Task objective:
Rewrite the stretch of entries from the line containing "Readme: the locator spots each instance of the mustard" through the end of the entries, putting "ceramic bowl" wherever "glass bowl" appears and leaving everything else unchanged. Give only those lines.

─── Input material ───

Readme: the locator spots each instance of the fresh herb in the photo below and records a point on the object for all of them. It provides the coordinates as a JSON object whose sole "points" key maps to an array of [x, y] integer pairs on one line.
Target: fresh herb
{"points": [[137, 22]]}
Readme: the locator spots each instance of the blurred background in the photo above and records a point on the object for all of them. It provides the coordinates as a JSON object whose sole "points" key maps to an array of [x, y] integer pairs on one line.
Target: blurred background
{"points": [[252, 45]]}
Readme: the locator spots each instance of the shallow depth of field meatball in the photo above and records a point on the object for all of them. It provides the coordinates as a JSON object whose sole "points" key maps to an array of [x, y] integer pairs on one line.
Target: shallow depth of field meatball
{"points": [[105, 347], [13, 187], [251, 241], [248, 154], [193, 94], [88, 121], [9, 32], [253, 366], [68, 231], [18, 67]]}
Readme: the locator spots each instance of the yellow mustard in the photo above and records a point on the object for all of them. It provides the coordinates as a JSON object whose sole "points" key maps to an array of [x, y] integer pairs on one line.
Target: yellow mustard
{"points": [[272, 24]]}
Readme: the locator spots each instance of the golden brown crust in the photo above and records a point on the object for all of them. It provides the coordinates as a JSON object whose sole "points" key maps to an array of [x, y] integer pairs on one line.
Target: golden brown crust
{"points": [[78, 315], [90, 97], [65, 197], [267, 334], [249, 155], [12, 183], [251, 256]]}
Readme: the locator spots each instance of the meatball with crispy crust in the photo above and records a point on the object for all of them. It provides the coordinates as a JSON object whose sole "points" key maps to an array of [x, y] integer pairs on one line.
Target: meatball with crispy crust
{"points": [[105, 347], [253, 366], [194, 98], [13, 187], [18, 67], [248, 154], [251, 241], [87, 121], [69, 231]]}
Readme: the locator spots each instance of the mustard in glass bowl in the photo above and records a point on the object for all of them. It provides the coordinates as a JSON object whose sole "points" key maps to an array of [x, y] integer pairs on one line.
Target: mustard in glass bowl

───

Answer to the exercise:
Readme: the locator spots each instance of the mustard in ceramic bowl in the photo above and records a point on the object for all of them. It provides the coordinates as a JSON object whose sole "points" key maps to an array of [x, y] integer pairs on one line.
Target: mustard in ceramic bowl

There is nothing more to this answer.